Texto mostrado -
Por
Luis I. Gómez
La
primera vez que Castro mostró su oreja de cobarde fue
en la noche del 20 de enero de 1960. Don Juan de Lojendio, un
marqués español, Marques de Bellisca, era el embajador
en La Habana del régimen de Francisco Franco. Todos los
días desde el principio del mes y siempre con creciente
intensidad, el gobierno de Fidel había estado acusando
a la embajada española de tener contactos con la creciente
“contrarrevolución”, cuyas bombas podían escucharse
todas las noches en las calles de La Habana. Entonces,
aquella noche, Castro apareció de nuevo en televisión
y de nuevo acusó tanto a los Estados Unidos como a España
de estar ayudando a los “gusanos”.
El Embajador Lojendio, un hombre grueso y fornido, de
cabello negro, apasionado defensor de la dignidad española,
de pronto no pudo controlarse más. Se levantó furioso
de su poltrona y gritó: “¡Voy a la televisión…
estoy harto de estos insultos, coño…!”
Cuando el embajador español llegó a la estación
de televisión, Castro estaba sentado entre sus barbudos
y sus silenciosas “milicianas”. Todos aplaudían con entusiasmo
los ataques que él hacía en contra de los “contrarrevolucionarios”.
En ese momento, el asombrado gerente de la estación tocó
a Castro en el hombro y murmuró a su oído que un
diplomático, loco de furia, estaba a punto de hacer su
aparición para enfrentarse a él.

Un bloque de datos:
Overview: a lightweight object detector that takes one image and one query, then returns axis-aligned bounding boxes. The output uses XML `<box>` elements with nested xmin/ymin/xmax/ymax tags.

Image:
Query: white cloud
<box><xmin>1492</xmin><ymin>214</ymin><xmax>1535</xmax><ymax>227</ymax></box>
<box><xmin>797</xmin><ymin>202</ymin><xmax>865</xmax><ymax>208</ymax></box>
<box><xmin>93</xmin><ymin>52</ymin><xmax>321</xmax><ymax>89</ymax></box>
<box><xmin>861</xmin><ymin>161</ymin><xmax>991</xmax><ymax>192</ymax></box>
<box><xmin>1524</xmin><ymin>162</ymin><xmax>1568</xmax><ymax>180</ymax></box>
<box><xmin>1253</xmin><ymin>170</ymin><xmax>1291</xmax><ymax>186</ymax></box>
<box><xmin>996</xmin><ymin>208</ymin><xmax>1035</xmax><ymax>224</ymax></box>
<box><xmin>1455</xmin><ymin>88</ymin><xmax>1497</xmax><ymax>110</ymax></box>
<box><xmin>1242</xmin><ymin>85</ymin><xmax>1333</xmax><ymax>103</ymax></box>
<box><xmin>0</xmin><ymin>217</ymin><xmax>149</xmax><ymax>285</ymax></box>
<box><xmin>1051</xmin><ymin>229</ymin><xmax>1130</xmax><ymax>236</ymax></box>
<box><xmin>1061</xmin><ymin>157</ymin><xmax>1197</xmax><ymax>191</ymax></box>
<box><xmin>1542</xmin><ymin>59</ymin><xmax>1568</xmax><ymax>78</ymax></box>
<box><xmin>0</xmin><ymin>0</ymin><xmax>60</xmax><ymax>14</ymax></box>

Qué se pide -
1/ Reproduce el tramo del texto mostrado que va desde "El Embajador Lojendio, un" hasta "enfrentarse a él.", sustituyendo "barbudos" por "guerrilleros".
2/ Por favor, resume el texto mostrado en dos oraciones.

Resultados del ejercicio -
1/
El Embajador Lojendio, un hombre grueso y fornido, de
cabello negro, apasionado defensor de la dignidad española,
de pronto no pudo controlarse más. Se levantó furioso
de su poltrona y gritó: “¡Voy a la televisión…
estoy harto de estos insultos, coño…!”
Cuando el embajador español llegó a la estación
de televisión, Castro estaba sentado entre sus guerrilleros
y sus silenciosas “milicianas”. Todos aplaudían con entusiasmo
los ataques que él hacía en contra de los “contrarrevolucionarios”.
En ese momento, el asombrado gerente de la estación tocó
a Castro en el hombro y murmuró a su oído que un
diplomático, loco de furia, estaba a punto de hacer su
aparición para enfrentarse a él.

2/ En la noche del 20 de enero de 1960, Castro volvió a acusar por televisión a los Estados Unidos y a España de ayudar a los "gusanos", tras días de señalar a la embajada española por tener contactos con la "contrarrevolución". Harto de esos insultos, el embajador español en La Habana, Juan de Lojendio, se fue furioso a la estación de televisión, donde el gerente le murmuró a Castro que un diplomático estaba a punto de aparecer para enfrentarse a él.